Leon Tolstói por Vladimir Lênin

No último dia 9 de setembro o genial escritor russo Leon Tolstói teria comemorado 188 anos de idade (ele nasceu em 9/9/1828 e viveu até 20/11/1910). Ao longo de sua vida ele afastou-se da alta aristocracia russa, da qual era originário, e aproximou-se cada vez mais do povo de vida simples e humilde. Deixou uma obra que exprimiu, com notável realismo, as contradições da vida russa nos anos anteriores à revolução de 1917.

Tolstoi - Divulgação

Era um dos autores preferidos – talvez o preferido – de Lênin, que escreveu o texto reproduzido na íntegra pelo Vermelho. Trazemos também uma lista com cinco obras essenciais de Tolstoi, disponível ao final do artigo.

Tolstoi, um grande artista

Por Vladimir Ilitch Lênin

Morreu Leon Tolstoi. Sua importância mundial como artista e sua popularidade universal como pensador e pregador refletem, a seu modo, a importância mundial da revolução russa.

Leon Tolstoi se manifestou como um grande artista desde os tempos do regime da servidão. Em várias obras geniais, escritas por ele no transcurso dos longos cinquenta anos em que se prolongou a sua atividade literária, pintou de preferência a velha Rússia anterior à revolução, que depois de 1861 ficou em um regime de semisservidão; pintou a Rússia aldeã, a Rússia do latifundiário e o camponês. Ao pintar esse período da vida histórica da Rússia, Leon Tolstoi soube apresentar tantas questões fundamentais em seus escritos, alcançou em sua arte tão grande força, que suas obras figuram entre as melhores da literatura mundial.

■ Registros
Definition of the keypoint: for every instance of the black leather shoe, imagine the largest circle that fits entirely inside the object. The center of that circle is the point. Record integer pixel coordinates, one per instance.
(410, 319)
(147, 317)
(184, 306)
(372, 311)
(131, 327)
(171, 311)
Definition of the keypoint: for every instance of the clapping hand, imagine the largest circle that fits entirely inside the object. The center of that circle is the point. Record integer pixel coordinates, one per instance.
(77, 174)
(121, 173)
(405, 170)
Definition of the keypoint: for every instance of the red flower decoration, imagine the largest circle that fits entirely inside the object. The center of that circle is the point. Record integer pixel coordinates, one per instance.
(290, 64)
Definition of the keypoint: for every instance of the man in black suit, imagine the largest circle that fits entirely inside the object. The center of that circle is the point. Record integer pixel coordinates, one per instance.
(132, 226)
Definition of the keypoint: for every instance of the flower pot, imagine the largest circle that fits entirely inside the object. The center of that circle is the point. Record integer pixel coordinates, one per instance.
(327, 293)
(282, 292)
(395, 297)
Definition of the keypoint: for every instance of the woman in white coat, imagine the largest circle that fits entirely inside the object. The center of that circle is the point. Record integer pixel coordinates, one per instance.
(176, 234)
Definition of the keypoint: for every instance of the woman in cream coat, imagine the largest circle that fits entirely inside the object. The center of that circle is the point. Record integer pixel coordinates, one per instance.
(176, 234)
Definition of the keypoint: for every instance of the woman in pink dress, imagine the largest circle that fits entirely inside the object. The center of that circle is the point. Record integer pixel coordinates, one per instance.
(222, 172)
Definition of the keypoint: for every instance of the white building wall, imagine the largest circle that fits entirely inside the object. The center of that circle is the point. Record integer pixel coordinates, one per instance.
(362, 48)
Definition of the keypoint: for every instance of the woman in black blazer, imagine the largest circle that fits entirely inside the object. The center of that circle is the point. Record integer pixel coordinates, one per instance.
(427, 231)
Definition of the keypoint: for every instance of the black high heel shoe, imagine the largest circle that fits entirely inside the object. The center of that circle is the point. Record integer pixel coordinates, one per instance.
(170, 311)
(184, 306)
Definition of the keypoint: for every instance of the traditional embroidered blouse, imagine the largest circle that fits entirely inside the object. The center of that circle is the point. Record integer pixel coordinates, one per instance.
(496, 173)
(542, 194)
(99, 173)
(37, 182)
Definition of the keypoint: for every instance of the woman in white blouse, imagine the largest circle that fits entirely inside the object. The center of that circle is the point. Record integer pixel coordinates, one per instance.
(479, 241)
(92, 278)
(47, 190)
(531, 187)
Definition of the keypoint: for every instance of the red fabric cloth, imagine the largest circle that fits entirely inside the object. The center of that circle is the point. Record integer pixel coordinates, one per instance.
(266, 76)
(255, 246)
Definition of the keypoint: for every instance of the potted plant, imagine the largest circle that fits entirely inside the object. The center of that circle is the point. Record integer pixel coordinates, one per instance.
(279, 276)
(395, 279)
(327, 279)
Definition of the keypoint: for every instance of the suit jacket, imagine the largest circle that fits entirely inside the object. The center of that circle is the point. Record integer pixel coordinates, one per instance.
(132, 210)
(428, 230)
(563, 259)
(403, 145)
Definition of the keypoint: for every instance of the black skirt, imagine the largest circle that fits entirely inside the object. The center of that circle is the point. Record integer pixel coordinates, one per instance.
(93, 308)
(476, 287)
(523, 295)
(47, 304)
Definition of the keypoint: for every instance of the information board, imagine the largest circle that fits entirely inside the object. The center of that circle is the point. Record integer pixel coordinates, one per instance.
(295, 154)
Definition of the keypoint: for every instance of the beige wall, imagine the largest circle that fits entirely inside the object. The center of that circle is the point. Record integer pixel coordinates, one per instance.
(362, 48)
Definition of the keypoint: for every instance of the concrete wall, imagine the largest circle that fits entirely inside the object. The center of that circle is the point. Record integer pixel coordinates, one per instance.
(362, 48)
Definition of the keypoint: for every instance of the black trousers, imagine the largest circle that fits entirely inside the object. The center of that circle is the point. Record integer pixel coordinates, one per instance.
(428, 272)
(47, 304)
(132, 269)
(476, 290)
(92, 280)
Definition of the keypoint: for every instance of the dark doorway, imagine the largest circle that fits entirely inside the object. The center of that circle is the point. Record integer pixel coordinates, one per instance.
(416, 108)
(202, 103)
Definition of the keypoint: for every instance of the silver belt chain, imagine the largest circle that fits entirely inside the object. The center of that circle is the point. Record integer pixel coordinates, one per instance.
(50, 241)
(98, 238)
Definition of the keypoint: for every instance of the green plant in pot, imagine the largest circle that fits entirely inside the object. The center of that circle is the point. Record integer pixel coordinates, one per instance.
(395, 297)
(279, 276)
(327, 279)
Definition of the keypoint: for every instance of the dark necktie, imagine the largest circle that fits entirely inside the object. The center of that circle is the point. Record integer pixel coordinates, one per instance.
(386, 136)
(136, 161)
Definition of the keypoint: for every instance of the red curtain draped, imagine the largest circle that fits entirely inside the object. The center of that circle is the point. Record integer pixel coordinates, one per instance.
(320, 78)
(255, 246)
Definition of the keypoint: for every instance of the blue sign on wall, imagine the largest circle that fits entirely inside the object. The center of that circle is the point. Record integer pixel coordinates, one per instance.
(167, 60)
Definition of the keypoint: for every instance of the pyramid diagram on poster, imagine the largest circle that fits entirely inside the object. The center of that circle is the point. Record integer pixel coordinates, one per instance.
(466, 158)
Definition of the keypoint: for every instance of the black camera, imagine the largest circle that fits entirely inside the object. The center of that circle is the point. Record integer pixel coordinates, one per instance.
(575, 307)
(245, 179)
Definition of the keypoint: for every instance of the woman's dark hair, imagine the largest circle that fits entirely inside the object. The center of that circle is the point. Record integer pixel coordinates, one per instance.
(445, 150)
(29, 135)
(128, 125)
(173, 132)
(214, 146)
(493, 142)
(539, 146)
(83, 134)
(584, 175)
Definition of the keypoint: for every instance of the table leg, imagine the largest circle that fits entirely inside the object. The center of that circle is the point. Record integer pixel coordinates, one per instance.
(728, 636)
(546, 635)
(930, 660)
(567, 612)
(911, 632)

■ Objetivos
[1] De acordo com o trecho selecionado sobre Tolstói, por quantos anos se prolongou a atividade literária do escritor?
[2] Prossiga o texto sobre Tolstói a partir do ponto em que ele termina.

■ Exercícios resolvidos
[1] Por longos cinquenta anos.

[2]
A época em que se preparava a revolução em um dos países oprimidos pelos senhores feudais foi, graças à forma genial com que Tolstoi a tratou, um passo adiante no desenvolvimento artístico de toda a humanidade.

Como artista, somente uma minoria insignificante o conhece na Rússia. Para fazer efetivamente suas grandes obras patrimônio de todos, há que lutar contra o regime social que condenou milhões e milhões de seres à ignorância, ao embrutecimento, a um trabalho próprio de condenados e à miséria; há que fazer a revolução socialista.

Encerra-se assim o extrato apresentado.